### REQUIRED ACTION
From the line containing "Target: cabin window" onward, every line of the entries is to be set down exactly, the last line included.

═══ THE RECORDS ═══

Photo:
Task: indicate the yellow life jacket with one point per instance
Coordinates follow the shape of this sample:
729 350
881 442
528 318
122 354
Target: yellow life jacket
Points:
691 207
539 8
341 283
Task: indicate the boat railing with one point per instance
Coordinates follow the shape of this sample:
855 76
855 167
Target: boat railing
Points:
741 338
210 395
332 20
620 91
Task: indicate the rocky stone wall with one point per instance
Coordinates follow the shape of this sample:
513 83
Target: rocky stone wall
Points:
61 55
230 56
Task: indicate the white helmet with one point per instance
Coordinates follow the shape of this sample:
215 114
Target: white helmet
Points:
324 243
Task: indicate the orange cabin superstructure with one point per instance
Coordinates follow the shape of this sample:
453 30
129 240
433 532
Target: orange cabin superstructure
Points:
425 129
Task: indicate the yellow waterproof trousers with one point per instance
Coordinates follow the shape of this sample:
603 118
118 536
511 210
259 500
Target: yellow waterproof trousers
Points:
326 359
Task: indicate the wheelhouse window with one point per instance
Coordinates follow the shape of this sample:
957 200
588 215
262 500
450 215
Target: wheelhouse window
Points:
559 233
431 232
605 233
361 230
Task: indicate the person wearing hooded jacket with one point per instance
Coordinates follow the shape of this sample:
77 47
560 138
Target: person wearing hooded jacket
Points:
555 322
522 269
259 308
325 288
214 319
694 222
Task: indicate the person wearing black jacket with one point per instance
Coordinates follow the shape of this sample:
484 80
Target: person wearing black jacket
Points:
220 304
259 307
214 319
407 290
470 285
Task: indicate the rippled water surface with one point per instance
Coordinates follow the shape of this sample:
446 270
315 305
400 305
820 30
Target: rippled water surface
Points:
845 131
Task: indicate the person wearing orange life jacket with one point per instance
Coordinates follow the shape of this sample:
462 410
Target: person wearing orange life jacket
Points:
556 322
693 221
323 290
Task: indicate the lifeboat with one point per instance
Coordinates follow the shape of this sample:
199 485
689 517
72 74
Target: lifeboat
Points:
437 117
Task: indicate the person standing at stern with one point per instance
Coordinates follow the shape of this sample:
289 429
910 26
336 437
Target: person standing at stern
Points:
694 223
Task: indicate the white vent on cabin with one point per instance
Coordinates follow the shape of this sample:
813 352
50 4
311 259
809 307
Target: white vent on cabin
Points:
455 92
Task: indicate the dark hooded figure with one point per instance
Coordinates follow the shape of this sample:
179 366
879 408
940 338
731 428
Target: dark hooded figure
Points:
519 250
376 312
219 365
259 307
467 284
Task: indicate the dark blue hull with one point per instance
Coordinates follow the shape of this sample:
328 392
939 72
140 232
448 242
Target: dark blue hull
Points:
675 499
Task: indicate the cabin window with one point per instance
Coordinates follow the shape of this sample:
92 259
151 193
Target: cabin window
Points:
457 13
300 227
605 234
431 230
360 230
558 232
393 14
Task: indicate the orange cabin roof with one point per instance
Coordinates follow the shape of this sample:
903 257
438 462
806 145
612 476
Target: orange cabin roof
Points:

═══

### YOUR RESPONSE
Target: cabin window
Points:
457 13
300 227
605 234
431 230
360 230
558 232
393 14
Task: indicate the orange cabin roof with one point per instance
Coordinates follow the shape of this sample:
903 257
438 462
806 145
612 476
Target: orange cabin roof
Points:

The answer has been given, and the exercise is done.